┏━━
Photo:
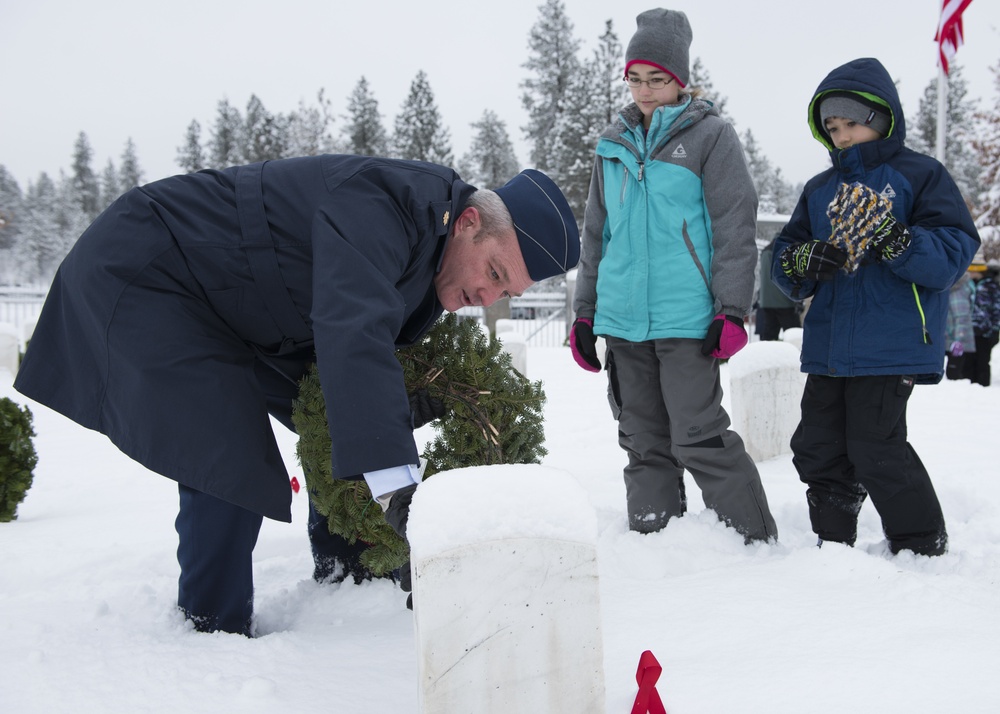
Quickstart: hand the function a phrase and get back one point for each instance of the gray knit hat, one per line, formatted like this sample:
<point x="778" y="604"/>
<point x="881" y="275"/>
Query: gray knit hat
<point x="855" y="107"/>
<point x="663" y="39"/>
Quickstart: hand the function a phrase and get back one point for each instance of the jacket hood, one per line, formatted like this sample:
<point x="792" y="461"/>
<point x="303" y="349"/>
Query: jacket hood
<point x="868" y="78"/>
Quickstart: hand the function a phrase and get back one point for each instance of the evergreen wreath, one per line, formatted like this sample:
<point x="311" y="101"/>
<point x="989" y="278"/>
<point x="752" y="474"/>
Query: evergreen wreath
<point x="17" y="457"/>
<point x="494" y="416"/>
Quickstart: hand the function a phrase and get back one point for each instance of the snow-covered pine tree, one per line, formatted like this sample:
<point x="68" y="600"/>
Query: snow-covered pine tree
┗━━
Your objective => Print the records exactly, every one. Leave out the pictures.

Your solution =>
Photo:
Quickstart: hand the function a phrase and get back one point for each instance of the gray knit hat, one per line, formatted like this sample:
<point x="778" y="604"/>
<point x="881" y="275"/>
Query: gray knit hat
<point x="855" y="107"/>
<point x="663" y="39"/>
Quickstart: hand the function a phrase and get back one point for each instance of the jacket hood, one per line, formatted like this sample:
<point x="792" y="461"/>
<point x="303" y="349"/>
Query: jacket hood
<point x="868" y="78"/>
Quickstart: hand the function a phrase and get back one point for each instance of the evergreen wreath, one per line, formatted like this sample:
<point x="311" y="101"/>
<point x="989" y="278"/>
<point x="752" y="474"/>
Query: evergreen wreath
<point x="17" y="457"/>
<point x="494" y="416"/>
Quickstart: hand the function a phrase and get back one point for each instance of the snow-covered pine tree, one per line, formatted like this sample:
<point x="68" y="600"/>
Query: snow-covered pine tree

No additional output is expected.